▶ _Text excerpt_:
---
Movement / national cinema

The film is a central document of the New Hollywood (or "Hollywood Renaissance"), the late-1960s-to-1970s period in which a generation of directors gained authorial control as the old studio system collapsed. It shares that movement's debts to European art cinema — the loosened narrative, the ironic distance, the ambient realism recall the French New Wave and the modernist drift away from classical causality — while remaining a thoroughly American product of a major studio in financial retreat. Within that movement M\A\S\H is distinctive for routing its radicalism through comedy and through sound rather than through the violent lyricism of Bonnie and Clyde or the road-movie melancholy of Easy Rider*.

Era / period

Made in 1969 and released in 1970, the film is inseparable from the politics of the Vietnam era and the draft. Its Korean setting was a transparent displacement; contemporary audiences read the 4077th as a stand-in for the contradictions of the present war. The casting of Ring Lardner Jr., a blacklist survivor, gave the production a direct line to an earlier era of American political repression, and the film's contempt for military authority resonated with a counterculture audience and an exhausted national mood. It belongs to the brief window when a studio would finance, and a mass audience embrace, open derision of the armed forces.

Themes

The film's governing theme is survival through irreverence: humor, sex, and professional excellence as the only sane responses to institutional madness. It sets individual competence against bureaucratic authority, repeatedly siding with the talented insubordinate over the pious functionary. Hypocrisy — especially the religious and sexual sanctimony embodied by Burns and Houlihan — is its preferred target, though the film's treatment of women, and of Houlihan in particular, has been justly criticized as cruel and misogynist, and that tension is part of any honest reading of it. Beneath the comedy runs an insistence on the body's vulnerability: the operating room never lets the audience forget the carnage that the jokes hold at bay. The result is a sustained argument that in an absurd war, sanity looks like anarchy and decency looks like contempt for the rules.
---
▶ _Provided data_:
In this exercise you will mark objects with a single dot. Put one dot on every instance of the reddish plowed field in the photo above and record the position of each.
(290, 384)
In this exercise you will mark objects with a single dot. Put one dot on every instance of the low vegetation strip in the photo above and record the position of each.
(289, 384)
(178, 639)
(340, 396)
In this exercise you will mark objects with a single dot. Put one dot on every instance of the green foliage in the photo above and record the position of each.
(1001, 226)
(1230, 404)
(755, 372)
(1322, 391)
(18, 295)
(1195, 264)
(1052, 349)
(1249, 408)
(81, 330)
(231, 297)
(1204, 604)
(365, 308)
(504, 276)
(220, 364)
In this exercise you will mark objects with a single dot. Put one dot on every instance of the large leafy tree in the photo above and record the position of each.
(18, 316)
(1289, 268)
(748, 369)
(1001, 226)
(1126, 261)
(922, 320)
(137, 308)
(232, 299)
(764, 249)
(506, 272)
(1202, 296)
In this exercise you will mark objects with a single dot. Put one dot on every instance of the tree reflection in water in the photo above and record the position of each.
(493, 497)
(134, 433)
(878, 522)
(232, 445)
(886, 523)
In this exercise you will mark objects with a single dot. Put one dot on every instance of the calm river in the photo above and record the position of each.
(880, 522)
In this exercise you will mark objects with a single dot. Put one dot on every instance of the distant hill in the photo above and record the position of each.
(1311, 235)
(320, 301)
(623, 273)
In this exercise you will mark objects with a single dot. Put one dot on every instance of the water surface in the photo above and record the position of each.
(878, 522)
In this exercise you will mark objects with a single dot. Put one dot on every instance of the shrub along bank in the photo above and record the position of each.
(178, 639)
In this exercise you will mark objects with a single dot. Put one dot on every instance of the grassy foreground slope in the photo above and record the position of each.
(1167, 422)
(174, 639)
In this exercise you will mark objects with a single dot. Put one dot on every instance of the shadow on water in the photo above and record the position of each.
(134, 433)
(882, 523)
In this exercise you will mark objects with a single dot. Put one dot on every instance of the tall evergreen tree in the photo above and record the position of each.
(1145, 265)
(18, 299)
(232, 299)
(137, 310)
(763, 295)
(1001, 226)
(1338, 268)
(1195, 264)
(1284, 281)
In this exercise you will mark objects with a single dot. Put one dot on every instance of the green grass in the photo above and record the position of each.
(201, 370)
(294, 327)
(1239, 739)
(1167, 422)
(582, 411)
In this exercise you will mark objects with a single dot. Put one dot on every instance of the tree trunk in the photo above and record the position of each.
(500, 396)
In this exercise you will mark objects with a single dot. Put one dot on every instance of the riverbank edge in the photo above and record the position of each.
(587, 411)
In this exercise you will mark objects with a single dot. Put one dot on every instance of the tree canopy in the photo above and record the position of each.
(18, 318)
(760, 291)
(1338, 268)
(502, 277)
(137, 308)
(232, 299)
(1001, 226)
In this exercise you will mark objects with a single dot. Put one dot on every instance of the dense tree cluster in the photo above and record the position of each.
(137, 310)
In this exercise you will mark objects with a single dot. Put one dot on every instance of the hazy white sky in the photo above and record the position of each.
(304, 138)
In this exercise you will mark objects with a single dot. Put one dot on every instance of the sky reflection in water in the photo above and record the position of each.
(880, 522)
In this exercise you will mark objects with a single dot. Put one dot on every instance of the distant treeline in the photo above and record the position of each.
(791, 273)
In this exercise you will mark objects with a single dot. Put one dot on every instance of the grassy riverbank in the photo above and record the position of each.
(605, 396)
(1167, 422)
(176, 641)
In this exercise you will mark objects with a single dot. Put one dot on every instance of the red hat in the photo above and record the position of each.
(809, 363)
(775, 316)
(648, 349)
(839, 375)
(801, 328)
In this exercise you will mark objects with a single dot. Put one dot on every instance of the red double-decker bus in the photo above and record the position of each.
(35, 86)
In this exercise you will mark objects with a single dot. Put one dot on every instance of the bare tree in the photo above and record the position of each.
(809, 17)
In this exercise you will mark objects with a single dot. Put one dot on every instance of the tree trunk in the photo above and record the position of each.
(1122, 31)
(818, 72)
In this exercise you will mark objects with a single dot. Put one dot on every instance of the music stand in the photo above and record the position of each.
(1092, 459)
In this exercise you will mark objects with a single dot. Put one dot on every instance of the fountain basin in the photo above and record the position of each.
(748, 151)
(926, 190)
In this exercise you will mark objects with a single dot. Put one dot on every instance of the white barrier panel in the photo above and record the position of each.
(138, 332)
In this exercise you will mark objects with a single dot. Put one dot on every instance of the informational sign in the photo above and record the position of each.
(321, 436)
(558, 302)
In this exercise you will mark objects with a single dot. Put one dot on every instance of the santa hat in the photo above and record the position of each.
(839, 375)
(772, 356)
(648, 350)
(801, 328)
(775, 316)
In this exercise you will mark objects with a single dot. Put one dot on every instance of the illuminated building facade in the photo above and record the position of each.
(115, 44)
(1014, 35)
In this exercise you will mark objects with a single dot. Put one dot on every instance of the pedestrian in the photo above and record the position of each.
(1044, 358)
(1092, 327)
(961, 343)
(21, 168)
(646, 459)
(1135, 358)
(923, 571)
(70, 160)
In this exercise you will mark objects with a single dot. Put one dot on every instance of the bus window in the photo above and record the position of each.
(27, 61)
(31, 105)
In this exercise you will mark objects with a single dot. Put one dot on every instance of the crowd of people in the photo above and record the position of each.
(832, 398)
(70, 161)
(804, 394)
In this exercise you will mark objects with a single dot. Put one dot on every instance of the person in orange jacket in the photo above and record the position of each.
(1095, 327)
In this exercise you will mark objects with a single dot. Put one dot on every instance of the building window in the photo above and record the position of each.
---
▶ _What is expected_: Transcribe the film essay starting at "Era / period" and ending at "the armed forces.". Ignore the records entirely.

▶ _Written solution_:
Era / period

Made in 1969 and released in 1970, the film is inseparable from the politics of the Vietnam era and the draft. Its Korean setting was a transparent displacement; contemporary audiences read the 4077th as a stand-in for the contradictions of the present war. The casting of Ring Lardner Jr., a blacklist survivor, gave the production a direct line to an earlier era of American political repression, and the film's contempt for military authority resonated with a counterculture audience and an exhausted national mood. It belongs to the brief window when a studio would finance, and a mass audience embrace, open derision of the armed forces.